## Supplied text
The latter type is preferred by developers, particularly within the AI community, as the nascent nature of much of the technology means it is highly unlikely to be perfect first time round. Making it public allows others to modify it and improves the quality of the code over time. “No matter how good an engineer, people are fallible and if other experts can check their work, errors can be identified and corrected,” Taylor told The New Economy. “One never knows where or from whom the next genius idea can come from… With access to, and the ability to modify or contribute to, source code means a product can be rapidly improved and even transformed into class-leading software.”
Cohen also argued in an interview with Wired that by releasing the full version of the code rather than declaring it dangerous, OpenAI would not have drawn so much attention to its invention. He told Wired that his recreation “allows everyone to have an important conversation about security, and researchers to help secure against future potential abuses”.
Power sharing
Nevertheless, some argue that freely releasing code can create public safety issues, as someone with malicious motives could weaponise it. But Taylor refutes this argument. “All tools can be exploited or used for a detrimental purpose,” he told The New Economy. “Tools themselves are neutral – it is the intent of the user that matters.” In other words, he doesn’t see potential safety concerns as a justifiable reason for not releasing code into the public domain, especially when it has numerous other innovation-related benefits.

## The data
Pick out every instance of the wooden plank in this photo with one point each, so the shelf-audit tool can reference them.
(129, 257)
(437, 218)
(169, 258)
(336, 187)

## Problem statement
Continue the passage on releasing open-source AI code, picking up after its final sentence.

## Expected answer
What’s more, the alternative to open-source is for companies to have in-house teams of data scientists that operate entirely within the limitations of one firm. This raises concerns about the potentially dangerous implications of concentrating that much power within the hands of a single company. “History tells us that centralising power rarely works out well,” said Taylor. “Proponents of this sort of proprietary ownership are effectively a priesthood, imploring others to trust [that they will use the code responsibly].” When code is in the public domain, it’s clear for all the world to see how it is being utilised, making it much easier to identify cases where it is being put to malicious use.
Since Cohen and Gokaslan released their recreation of GPT-2 into the public domain, OpenAI has announced it is aware of at least five other copies of the program. It’s unclear whether the firm plans to take any action toward removing these versions, or whether it even has the power to. “If you train a program using someone else’s data, the original owner of that data would normally have a claim to at least part ownership of it,” explained John-Paul Rooney, a partner and patent attorney at intellectual property firm Withers & Rogers. “However, if the data was made freely available as part of an open-source agreement, then its original owner would forfeit any right of ownership, unless there were specific conditions of use written into the open-source agreement. In this case, it seems likely that OpenAI was aware that it was forgoing any right of ownership to programs produced as a result of releasing its datasets.”
Given that it willingly released a slimmed-down version of the GPT-2 code, it’s highly unlikely that OpenAI could seek any sort of successful legal recourse for the replications. The firm has also said that it plans to release the full version of the program itself at a later point, undermining its earlier statement regarding safety concerns. This raises the question as to why it held it back in the first place, although this could simply be explained by the level of media coverage that has surrounded the staged release: by following a non-traditional path in that regard, the firm has piqued the interest of the AI community, meaning more developers have viewed and worked on the code than if the company had quietly released the entire program straight off the bat. Perhaps that was OpenAI’s plan all along.